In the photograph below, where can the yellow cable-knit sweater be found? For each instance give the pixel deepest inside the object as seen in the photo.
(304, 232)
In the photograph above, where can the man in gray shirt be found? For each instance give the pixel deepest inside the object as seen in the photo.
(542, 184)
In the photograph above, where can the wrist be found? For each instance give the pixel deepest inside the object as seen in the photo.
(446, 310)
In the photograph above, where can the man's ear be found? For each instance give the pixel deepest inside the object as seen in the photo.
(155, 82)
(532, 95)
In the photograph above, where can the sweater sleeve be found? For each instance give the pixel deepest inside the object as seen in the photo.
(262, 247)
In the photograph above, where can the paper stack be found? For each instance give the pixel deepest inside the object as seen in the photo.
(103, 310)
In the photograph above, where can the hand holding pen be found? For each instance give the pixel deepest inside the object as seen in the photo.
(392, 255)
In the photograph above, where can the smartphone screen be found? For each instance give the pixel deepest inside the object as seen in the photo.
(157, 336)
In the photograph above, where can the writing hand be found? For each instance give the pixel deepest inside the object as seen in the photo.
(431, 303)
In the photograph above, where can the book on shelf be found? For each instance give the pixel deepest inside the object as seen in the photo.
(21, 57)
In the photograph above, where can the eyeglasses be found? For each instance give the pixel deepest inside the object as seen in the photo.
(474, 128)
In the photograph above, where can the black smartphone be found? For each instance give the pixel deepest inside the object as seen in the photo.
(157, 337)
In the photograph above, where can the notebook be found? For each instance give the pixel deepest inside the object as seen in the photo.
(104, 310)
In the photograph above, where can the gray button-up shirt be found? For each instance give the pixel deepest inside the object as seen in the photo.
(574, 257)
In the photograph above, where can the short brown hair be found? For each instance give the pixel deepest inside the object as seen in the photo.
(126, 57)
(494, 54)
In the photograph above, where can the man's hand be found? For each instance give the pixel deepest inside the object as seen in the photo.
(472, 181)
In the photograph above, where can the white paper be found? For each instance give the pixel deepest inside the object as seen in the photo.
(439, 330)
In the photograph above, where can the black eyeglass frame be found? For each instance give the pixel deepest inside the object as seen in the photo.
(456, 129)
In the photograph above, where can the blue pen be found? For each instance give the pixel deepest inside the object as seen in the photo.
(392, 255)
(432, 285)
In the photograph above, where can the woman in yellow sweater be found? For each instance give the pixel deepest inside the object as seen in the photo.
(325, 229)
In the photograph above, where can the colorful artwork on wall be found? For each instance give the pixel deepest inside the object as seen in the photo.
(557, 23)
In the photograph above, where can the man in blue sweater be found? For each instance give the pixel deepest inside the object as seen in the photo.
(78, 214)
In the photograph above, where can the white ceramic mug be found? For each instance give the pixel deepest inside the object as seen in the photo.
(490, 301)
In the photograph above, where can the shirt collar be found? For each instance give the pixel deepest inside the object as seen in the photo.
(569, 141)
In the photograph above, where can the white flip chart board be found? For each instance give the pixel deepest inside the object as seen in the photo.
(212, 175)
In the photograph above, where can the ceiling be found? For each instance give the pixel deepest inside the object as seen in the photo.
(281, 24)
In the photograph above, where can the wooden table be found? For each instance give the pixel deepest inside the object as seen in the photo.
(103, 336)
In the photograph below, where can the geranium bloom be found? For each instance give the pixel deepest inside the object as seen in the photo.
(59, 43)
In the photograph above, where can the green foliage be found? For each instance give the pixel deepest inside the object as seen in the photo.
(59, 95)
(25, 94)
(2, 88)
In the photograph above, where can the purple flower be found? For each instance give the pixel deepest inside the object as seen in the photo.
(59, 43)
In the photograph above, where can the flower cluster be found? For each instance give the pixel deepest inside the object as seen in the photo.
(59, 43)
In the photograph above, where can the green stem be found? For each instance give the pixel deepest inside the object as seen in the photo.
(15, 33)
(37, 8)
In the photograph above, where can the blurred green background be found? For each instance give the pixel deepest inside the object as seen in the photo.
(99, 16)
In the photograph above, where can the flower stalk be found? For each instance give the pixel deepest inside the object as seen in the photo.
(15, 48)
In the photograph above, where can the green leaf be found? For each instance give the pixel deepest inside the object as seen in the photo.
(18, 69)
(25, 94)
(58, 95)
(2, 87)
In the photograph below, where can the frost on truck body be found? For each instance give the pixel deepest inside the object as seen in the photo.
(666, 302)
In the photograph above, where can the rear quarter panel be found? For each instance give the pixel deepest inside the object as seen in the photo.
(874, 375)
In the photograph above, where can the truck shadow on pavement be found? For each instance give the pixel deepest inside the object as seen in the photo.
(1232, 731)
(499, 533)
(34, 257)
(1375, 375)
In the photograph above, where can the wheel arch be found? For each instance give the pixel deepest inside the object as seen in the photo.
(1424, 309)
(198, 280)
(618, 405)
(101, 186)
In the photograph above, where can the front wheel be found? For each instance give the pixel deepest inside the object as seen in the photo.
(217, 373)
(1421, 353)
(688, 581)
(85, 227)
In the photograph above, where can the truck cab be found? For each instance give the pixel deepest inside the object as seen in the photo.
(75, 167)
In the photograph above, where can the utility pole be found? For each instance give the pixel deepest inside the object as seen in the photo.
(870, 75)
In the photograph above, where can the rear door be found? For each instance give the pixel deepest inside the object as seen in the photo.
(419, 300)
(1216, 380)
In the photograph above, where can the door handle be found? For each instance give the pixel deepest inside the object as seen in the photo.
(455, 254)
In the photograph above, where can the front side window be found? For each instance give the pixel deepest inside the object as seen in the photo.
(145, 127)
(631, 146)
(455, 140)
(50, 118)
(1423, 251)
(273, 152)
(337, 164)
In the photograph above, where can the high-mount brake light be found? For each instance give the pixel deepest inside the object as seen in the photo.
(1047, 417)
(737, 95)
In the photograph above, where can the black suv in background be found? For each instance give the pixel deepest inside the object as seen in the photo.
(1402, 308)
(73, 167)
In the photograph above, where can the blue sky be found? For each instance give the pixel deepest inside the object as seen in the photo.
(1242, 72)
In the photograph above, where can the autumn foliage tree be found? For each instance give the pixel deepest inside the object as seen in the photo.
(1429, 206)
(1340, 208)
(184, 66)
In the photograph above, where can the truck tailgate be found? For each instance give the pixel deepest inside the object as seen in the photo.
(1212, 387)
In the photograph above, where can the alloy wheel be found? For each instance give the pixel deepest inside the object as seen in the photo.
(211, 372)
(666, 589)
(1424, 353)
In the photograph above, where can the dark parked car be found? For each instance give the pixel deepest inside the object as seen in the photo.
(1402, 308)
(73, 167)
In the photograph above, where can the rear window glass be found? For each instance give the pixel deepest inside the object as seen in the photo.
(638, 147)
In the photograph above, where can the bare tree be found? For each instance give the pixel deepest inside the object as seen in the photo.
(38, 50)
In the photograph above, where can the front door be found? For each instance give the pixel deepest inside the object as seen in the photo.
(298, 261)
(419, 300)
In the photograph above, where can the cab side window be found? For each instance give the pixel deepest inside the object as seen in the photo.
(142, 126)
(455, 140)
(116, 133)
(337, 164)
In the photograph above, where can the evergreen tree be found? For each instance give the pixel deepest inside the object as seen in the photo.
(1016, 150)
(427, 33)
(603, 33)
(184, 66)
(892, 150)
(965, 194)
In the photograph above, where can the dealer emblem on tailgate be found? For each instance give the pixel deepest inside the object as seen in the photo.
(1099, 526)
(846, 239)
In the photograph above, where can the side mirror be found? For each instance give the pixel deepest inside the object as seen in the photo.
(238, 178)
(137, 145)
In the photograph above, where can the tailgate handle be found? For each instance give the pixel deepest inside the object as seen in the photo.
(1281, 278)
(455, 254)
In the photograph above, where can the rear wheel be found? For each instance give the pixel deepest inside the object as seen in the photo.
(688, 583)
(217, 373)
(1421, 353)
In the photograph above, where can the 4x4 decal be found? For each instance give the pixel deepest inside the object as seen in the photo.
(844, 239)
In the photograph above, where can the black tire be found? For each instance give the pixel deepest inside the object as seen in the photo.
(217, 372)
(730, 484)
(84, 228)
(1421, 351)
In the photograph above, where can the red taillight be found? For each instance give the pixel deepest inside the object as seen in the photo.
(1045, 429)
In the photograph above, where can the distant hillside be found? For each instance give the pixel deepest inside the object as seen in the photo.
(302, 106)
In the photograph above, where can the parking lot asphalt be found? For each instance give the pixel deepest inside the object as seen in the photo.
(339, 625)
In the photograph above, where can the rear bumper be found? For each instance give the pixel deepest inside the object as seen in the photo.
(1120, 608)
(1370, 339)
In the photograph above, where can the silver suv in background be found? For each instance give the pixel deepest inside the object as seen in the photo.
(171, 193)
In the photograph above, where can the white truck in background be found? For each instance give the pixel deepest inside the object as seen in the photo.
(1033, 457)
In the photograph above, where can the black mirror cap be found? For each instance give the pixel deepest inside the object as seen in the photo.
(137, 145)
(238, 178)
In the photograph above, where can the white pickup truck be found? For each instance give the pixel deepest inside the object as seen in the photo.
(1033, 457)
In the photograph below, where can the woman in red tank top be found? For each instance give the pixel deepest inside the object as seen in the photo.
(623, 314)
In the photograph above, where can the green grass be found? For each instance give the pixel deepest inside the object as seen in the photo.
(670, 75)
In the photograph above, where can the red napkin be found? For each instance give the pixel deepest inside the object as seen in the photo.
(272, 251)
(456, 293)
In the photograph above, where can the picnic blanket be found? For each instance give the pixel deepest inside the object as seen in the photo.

• WHAT YOU NEED TO DO: Print exactly the line containing "In the photograph above, where can the green grass" and every line after it through the end of the records above, and nothing else.

• THE ANSWER:
In the photograph above, where can the green grass be found? For each instance give the pixel deepest inside the object as seen in the photo.
(670, 75)
In the photograph above, where can the red napkin be found? For each instance give the pixel deepest inside the object as seen in the photo.
(272, 251)
(456, 293)
In the photograph above, where can the picnic blanket be found? For each instance give the pixel deepest inside the object as seen in the photo.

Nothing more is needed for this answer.